### [TASK GOAL]
The response should consist solely of the lines running from the line with "Locate the car door" to the end of the data, retyped exactly.

[Records contained in a dataset]
*****

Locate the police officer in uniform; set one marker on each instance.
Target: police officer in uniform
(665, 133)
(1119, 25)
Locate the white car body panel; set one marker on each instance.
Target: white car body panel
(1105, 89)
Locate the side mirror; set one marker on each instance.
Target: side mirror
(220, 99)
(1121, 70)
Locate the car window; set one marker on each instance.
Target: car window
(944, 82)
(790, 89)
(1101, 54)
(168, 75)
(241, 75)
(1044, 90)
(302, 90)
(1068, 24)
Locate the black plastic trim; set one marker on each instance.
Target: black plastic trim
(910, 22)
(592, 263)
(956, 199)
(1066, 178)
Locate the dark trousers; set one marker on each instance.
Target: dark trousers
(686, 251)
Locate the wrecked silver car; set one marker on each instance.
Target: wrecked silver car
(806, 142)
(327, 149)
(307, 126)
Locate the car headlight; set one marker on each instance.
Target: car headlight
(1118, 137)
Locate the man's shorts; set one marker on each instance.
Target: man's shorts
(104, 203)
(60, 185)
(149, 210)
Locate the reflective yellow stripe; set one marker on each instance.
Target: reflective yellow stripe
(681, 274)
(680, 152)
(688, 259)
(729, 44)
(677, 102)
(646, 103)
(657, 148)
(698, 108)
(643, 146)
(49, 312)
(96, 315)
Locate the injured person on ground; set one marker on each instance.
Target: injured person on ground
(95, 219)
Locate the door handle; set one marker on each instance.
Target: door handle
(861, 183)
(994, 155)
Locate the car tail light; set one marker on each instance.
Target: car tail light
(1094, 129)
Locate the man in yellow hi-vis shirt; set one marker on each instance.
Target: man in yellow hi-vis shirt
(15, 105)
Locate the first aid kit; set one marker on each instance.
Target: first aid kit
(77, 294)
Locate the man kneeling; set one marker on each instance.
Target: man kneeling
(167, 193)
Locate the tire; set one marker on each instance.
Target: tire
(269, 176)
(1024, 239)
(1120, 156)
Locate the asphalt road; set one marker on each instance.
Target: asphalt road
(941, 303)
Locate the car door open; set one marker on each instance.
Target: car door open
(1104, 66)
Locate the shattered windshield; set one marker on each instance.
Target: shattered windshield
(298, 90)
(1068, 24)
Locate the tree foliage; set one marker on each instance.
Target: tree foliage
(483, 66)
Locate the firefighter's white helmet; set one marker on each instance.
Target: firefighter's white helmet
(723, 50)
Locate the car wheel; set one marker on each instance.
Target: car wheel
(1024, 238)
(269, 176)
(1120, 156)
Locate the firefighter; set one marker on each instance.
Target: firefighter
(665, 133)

*****

### [TASK RESULT]
Locate the car door open; set one marker on each instance.
Target: car door open
(1104, 66)
Locate the shattered windshield; set one marker on each instance.
Target: shattered windshield
(298, 90)
(1068, 24)
Locate the tree foliage; set one marker on each instance.
Target: tree foliage
(483, 66)
Locate the firefighter's white helmet; set one marker on each instance.
Target: firefighter's white helmet
(723, 50)
Locate the car wheel; set one marker on each instance.
Target: car wheel
(1024, 238)
(269, 176)
(1120, 156)
Locate the firefighter; set one marker on each instance.
Target: firefighter
(665, 133)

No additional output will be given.